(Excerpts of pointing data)
§ §

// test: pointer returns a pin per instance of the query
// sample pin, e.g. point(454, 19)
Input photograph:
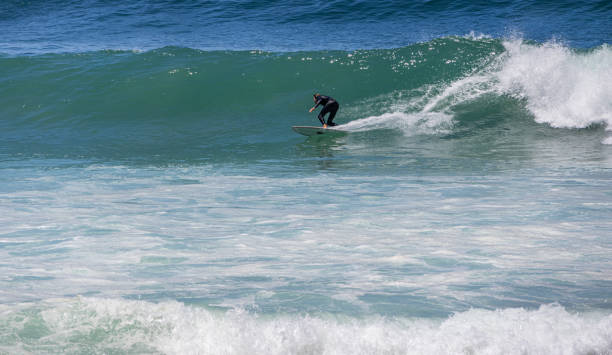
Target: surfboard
point(313, 131)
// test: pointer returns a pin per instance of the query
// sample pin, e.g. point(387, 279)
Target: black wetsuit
point(329, 105)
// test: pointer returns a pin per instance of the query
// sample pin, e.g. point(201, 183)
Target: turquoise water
point(154, 199)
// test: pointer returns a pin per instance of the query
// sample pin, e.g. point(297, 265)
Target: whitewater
point(154, 199)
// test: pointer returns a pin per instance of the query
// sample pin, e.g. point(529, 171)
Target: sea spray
point(169, 327)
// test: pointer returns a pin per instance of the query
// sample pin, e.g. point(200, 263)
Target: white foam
point(174, 328)
point(563, 88)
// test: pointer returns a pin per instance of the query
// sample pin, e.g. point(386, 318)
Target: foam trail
point(173, 328)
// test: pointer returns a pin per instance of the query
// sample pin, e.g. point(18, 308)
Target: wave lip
point(563, 88)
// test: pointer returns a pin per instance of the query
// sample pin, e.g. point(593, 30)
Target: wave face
point(184, 103)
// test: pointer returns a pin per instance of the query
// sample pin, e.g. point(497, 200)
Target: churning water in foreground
point(157, 201)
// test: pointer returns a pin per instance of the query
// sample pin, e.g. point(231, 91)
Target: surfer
point(329, 105)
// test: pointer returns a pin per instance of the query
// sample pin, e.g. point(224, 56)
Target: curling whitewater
point(120, 326)
point(558, 86)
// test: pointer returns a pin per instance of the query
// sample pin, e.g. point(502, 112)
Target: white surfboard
point(313, 131)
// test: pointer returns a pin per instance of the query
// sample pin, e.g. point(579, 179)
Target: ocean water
point(154, 199)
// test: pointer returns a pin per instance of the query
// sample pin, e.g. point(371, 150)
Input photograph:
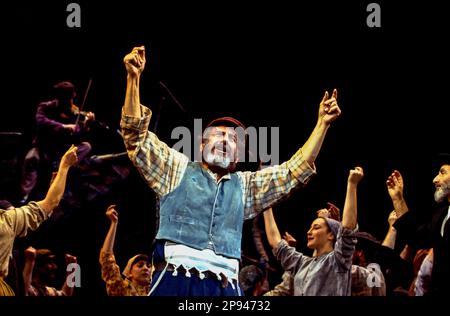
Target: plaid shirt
point(163, 167)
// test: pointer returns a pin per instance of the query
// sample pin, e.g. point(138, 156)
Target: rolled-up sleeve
point(161, 166)
point(264, 188)
point(345, 247)
point(25, 218)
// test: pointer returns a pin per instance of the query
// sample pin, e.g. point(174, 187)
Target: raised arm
point(273, 234)
point(328, 112)
point(27, 273)
point(391, 236)
point(266, 187)
point(134, 64)
point(161, 166)
point(395, 187)
point(108, 244)
point(349, 217)
point(56, 190)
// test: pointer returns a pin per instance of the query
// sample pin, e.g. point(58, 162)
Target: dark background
point(265, 64)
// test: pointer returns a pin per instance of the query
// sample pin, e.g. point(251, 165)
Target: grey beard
point(441, 193)
point(218, 161)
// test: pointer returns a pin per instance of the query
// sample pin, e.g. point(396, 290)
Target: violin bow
point(84, 101)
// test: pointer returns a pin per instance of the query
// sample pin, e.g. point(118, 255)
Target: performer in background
point(203, 204)
point(59, 124)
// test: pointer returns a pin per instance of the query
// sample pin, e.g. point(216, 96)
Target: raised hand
point(395, 185)
point(355, 175)
point(290, 239)
point(392, 218)
point(70, 157)
point(135, 61)
point(112, 214)
point(70, 259)
point(30, 253)
point(329, 109)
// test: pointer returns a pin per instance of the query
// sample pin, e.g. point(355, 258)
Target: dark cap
point(442, 159)
point(226, 121)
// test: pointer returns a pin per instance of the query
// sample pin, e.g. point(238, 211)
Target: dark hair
point(249, 277)
point(64, 90)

§ §

■ AIM: Show every line in the material above that contains the string "whitewater".

■ WRITTEN RESPONSE:
Target: whitewater
Target: curling whitewater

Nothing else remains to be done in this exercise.